START GIVEN RECORDS

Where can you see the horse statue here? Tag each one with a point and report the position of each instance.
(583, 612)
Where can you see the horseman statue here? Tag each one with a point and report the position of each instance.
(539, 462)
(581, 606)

END GIVEN RECORDS

▸ **TASK DETAILS**
The reply should consist of all the records, repeated exactly.

▸ **TASK SOLUTION**
Where can you see the horse statue here? Tag each one with a point and report the position of each instance.
(583, 612)
Where can you see the horseman statue here? Tag each one with a point and report the position of each instance.
(539, 462)
(581, 606)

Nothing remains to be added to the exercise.